### [EXERCISE AIM]
Can you copy out, word for word, everything in the rows below from the line containing "Target: white ornament ball" down to the very last line?

Data records

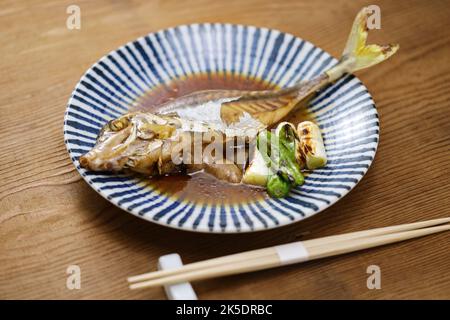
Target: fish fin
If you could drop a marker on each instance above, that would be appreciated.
(357, 54)
(266, 106)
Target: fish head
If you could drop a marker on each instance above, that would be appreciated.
(133, 140)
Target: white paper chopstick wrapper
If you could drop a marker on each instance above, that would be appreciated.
(292, 253)
(179, 291)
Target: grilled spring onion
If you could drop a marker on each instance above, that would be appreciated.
(311, 145)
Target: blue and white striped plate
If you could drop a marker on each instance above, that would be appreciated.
(344, 111)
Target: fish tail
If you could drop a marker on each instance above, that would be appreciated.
(357, 54)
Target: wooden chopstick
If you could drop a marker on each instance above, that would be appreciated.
(255, 254)
(270, 261)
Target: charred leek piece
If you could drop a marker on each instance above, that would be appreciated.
(311, 145)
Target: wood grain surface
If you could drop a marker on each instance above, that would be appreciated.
(50, 218)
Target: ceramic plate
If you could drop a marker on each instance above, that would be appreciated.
(344, 111)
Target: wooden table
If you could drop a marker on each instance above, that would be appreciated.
(50, 218)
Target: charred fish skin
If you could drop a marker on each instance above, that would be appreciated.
(142, 142)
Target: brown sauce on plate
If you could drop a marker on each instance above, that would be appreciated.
(202, 187)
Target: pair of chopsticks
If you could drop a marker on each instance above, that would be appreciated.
(289, 253)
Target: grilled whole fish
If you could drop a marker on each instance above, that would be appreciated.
(156, 144)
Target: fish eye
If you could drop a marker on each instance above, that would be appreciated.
(118, 124)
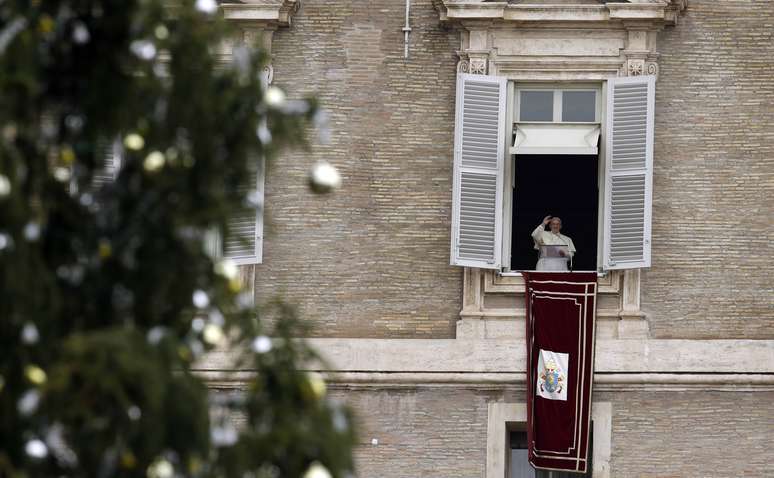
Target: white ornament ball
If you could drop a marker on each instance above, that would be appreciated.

### [SOLUTION BELOW]
Target: white ornament ball
If you could drop a marker on each instance above, that would be appreciated.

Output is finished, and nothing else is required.